Print the speaker identification text below word for word, starting with "A speaker identification" and going on through "presented in literature.".

[BEGIN SELECTED PASSAGE]

The speaker identification problem is defined as the determination of a speaker identity from his/her voice. Speech recognition is used in real-world human language applications, such as information retrieval. It is the most common means of the communication because the information contains the fundamental role in conversation. From the conversation or speech, it converts an acoustic signal that is captured by a microphone or a telephone, to a set of words. A set of word can either be the final result or it can then apply the synthesis to pronouns into sounds, which means speech-to-speech. Its means that, speech recognition can serve as the input to further linguistic processing in order to achieve speech understanding. Speech recognition systems are characterized by speaking style, speaking mode, environment, vocabulary, acoustic model, language model, perplexity, SNR and transducer.

A speaker identification system is said to be open-set if it can determine whether the given testing utterance belongs to the set of enrolled speakers or not. Otherwise, it is called a closed-set speaker identification system. In order to recognize the speaker, different classification techniques are presented in literature.

Classification refers to deciding the class label (the unknown identity) of the testing signal. In closed-set speaker identification systems, classification is performed by assigning a score for each class that attempts to measure how likely the corresponding speaker produced the given testing utterance. A decision is made in favor of the speaker whose model provides the highest matching score. The classifier performance is measured by its ability to predict the true labels of unknown testing utterances as well as the time need for making a decision. In order to have a good classification performance, training examples (utterances) with known labels are used to estimate the classifier parameters.

[END SELECTED PASSAGE]
[BEGIN DATA PROVIDED]

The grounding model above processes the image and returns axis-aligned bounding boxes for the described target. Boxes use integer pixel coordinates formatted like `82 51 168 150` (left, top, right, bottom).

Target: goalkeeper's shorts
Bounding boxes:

[END DATA PROVIDED]

- _RESULT BELOW_:
A speaker identification system is said to be open-set if it can determine whether the given testing utterance belongs to the set of enrolled speakers or not. Otherwise, it is called a closed-set speaker identification system. In order to recognize the speaker, different classification techniques are presented in literature.